Stated exercise: Pick out and copy each line in the listing below that contains the string "surface", matching case.

Data entries:
******************************
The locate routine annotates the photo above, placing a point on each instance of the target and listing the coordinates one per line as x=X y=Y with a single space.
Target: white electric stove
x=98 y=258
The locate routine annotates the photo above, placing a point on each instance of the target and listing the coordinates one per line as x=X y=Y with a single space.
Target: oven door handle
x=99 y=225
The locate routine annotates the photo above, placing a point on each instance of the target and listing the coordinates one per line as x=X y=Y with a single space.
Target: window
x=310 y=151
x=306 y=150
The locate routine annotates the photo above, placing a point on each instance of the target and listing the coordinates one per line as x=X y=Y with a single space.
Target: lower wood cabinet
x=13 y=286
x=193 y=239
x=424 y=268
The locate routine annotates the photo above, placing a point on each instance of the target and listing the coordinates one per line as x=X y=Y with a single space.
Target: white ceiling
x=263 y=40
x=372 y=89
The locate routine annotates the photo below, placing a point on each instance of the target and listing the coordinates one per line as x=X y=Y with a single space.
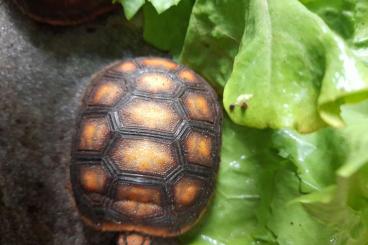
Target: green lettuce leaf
x=131 y=7
x=277 y=62
x=167 y=31
x=281 y=187
x=252 y=203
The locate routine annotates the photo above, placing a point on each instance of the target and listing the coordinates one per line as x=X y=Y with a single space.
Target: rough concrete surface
x=43 y=72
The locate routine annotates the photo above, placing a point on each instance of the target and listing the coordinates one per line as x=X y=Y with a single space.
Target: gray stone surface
x=43 y=72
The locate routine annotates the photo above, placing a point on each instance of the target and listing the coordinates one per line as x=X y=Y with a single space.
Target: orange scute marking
x=135 y=239
x=149 y=114
x=138 y=210
x=93 y=179
x=143 y=156
x=94 y=134
x=198 y=147
x=155 y=83
x=198 y=107
x=188 y=76
x=186 y=191
x=127 y=66
x=138 y=194
x=107 y=94
x=160 y=62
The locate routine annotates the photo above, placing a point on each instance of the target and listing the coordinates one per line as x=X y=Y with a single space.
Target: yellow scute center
x=106 y=94
x=143 y=156
x=94 y=134
x=151 y=115
x=155 y=83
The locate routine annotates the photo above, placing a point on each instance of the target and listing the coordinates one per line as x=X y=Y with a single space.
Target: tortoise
x=146 y=150
x=64 y=12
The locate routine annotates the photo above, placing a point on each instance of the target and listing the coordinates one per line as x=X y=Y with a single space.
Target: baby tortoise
x=64 y=12
x=146 y=150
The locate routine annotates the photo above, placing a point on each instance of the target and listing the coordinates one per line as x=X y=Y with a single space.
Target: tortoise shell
x=146 y=152
x=64 y=12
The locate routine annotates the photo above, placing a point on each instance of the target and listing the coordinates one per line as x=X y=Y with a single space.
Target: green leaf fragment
x=163 y=5
x=130 y=7
x=167 y=31
x=297 y=71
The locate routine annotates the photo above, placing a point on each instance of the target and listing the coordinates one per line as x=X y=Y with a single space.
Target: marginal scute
x=198 y=148
x=143 y=155
x=186 y=191
x=137 y=209
x=94 y=134
x=150 y=114
x=126 y=67
x=159 y=63
x=106 y=94
x=143 y=194
x=188 y=76
x=155 y=83
x=198 y=107
x=93 y=179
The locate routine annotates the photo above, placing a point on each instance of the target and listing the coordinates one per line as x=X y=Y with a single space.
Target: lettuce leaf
x=277 y=59
x=166 y=31
x=281 y=187
x=131 y=7
x=251 y=204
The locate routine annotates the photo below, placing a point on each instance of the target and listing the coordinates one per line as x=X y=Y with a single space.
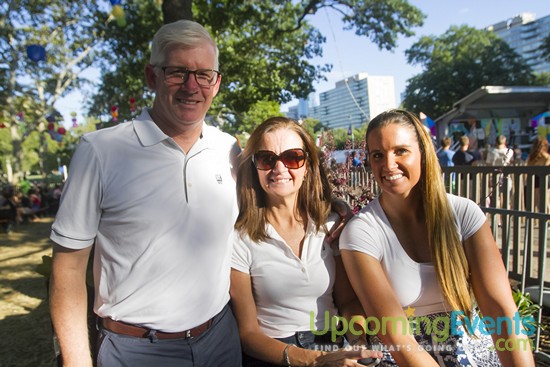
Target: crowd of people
x=208 y=256
x=26 y=202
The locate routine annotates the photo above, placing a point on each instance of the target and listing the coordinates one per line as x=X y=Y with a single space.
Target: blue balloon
x=36 y=53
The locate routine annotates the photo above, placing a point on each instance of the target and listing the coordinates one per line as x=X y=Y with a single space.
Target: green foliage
x=67 y=31
x=542 y=79
x=259 y=112
x=526 y=308
x=457 y=63
x=266 y=48
x=122 y=61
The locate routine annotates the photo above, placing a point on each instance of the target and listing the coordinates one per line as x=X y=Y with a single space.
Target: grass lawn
x=24 y=314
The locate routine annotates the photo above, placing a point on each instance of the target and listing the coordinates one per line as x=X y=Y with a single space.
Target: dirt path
x=24 y=315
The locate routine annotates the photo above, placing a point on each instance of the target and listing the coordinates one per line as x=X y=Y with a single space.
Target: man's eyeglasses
x=174 y=75
x=265 y=160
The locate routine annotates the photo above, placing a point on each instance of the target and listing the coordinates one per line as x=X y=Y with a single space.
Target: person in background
x=500 y=155
x=463 y=156
x=418 y=253
x=445 y=155
x=286 y=277
x=538 y=156
x=156 y=198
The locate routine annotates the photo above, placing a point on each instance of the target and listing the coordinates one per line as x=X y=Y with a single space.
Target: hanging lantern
x=114 y=113
x=36 y=53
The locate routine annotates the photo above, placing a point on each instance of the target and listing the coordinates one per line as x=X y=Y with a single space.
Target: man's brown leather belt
x=120 y=327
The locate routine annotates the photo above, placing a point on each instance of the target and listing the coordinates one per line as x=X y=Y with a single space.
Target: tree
x=457 y=63
x=265 y=46
x=45 y=45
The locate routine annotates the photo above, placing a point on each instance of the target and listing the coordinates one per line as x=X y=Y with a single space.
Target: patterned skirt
x=453 y=350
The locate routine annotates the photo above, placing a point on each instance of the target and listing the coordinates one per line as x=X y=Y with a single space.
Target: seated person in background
x=445 y=155
x=286 y=278
x=464 y=157
x=500 y=155
x=420 y=258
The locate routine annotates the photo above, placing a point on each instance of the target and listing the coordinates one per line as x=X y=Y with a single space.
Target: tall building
x=525 y=35
x=353 y=101
x=301 y=110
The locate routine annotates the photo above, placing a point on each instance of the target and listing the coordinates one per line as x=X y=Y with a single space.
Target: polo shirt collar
x=150 y=134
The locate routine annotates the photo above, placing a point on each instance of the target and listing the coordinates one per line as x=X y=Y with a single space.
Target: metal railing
x=517 y=212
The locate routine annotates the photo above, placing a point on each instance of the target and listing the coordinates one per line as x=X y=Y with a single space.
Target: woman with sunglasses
x=286 y=282
x=422 y=261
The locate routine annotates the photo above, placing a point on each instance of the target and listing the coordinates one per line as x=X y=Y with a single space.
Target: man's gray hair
x=183 y=34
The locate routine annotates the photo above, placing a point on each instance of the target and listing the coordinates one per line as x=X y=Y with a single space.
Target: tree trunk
x=174 y=10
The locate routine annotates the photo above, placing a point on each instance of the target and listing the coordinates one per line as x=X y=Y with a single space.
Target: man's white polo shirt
x=162 y=222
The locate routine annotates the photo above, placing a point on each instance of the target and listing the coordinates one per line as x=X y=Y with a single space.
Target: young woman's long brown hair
x=447 y=251
x=314 y=197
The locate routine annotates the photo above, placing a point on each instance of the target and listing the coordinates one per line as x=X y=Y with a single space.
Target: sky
x=350 y=54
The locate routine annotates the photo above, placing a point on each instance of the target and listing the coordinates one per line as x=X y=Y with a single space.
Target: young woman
x=287 y=283
x=421 y=260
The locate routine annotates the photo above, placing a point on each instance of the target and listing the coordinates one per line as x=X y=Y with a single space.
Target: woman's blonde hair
x=446 y=249
x=314 y=197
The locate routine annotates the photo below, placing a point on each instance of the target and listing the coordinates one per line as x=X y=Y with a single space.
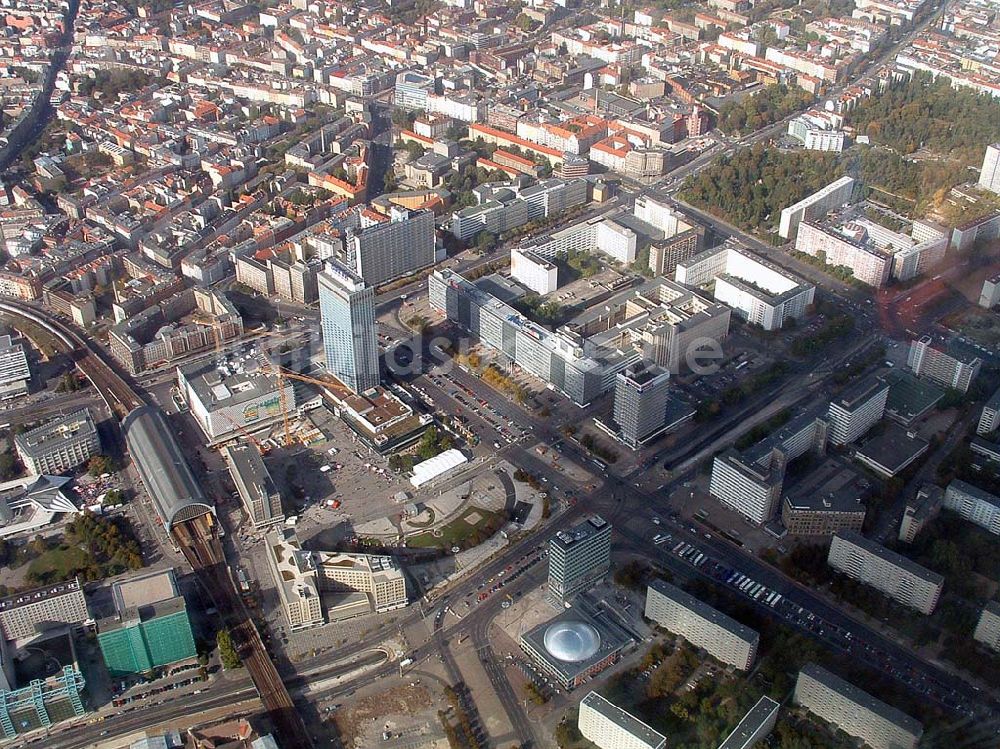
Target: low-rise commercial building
x=609 y=727
x=59 y=445
x=854 y=711
x=150 y=628
x=723 y=638
x=900 y=578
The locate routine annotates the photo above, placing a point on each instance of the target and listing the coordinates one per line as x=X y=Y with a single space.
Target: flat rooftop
x=891 y=557
x=861 y=697
x=623 y=720
x=745 y=730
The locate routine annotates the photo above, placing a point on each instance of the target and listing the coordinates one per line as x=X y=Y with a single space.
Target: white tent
x=439 y=465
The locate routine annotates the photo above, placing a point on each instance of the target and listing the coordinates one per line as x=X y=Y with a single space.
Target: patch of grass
x=460 y=532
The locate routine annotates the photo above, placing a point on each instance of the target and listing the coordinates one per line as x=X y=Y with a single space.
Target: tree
x=227 y=651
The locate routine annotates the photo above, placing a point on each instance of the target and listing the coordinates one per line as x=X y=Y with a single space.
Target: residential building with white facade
x=973 y=504
x=609 y=727
x=757 y=290
x=533 y=271
x=854 y=711
x=989 y=175
x=950 y=368
x=988 y=627
x=59 y=445
x=857 y=409
x=814 y=206
x=900 y=578
x=723 y=638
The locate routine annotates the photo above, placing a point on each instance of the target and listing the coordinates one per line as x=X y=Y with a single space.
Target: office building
x=24 y=615
x=315 y=587
x=723 y=638
x=642 y=394
x=294 y=574
x=891 y=450
x=854 y=711
x=391 y=249
x=254 y=484
x=893 y=574
x=559 y=359
x=573 y=647
x=857 y=409
x=674 y=327
x=59 y=445
x=150 y=628
x=533 y=271
x=350 y=338
x=609 y=727
x=951 y=368
x=828 y=500
x=681 y=239
x=14 y=371
x=234 y=395
x=48 y=688
x=920 y=510
x=973 y=504
x=755 y=726
x=815 y=206
x=742 y=485
x=578 y=558
x=989 y=175
x=988 y=626
x=759 y=291
x=989 y=419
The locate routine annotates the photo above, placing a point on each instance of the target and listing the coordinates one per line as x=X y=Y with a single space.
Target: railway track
x=197 y=540
x=117 y=393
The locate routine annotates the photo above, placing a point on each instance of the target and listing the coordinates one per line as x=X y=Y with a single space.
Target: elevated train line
x=198 y=540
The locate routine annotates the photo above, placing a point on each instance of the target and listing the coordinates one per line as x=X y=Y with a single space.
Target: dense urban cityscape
x=465 y=373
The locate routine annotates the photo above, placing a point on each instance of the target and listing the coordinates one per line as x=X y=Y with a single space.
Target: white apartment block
x=534 y=272
x=23 y=615
x=973 y=504
x=867 y=264
x=989 y=175
x=989 y=297
x=989 y=419
x=899 y=578
x=723 y=638
x=856 y=410
x=59 y=445
x=757 y=290
x=815 y=206
x=953 y=370
x=854 y=711
x=988 y=627
x=609 y=727
x=744 y=487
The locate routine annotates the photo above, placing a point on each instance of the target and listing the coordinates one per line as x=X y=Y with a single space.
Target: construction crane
x=284 y=374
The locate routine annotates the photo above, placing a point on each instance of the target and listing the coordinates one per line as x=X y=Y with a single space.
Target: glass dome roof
x=571 y=641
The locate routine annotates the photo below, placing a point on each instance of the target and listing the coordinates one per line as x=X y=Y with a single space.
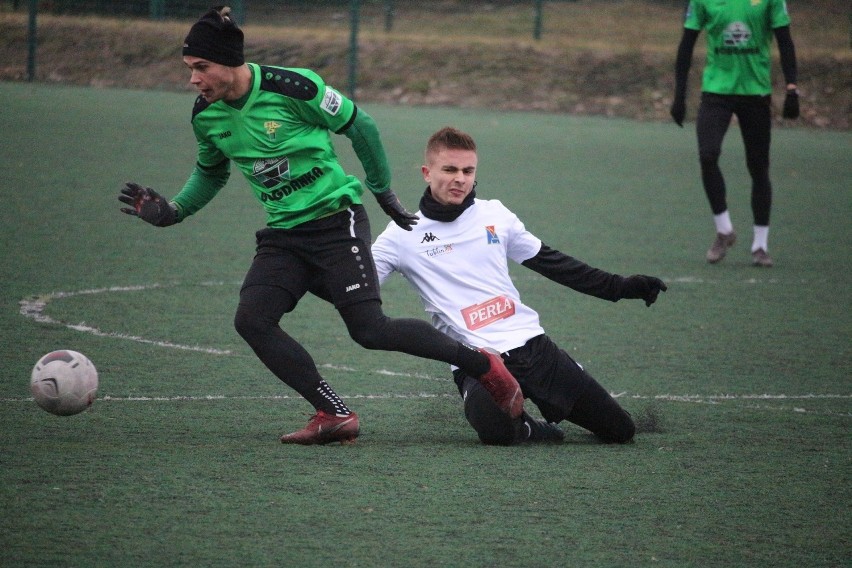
******************************
Final answer:
Target: rough concrete surface
Target: gray stone surface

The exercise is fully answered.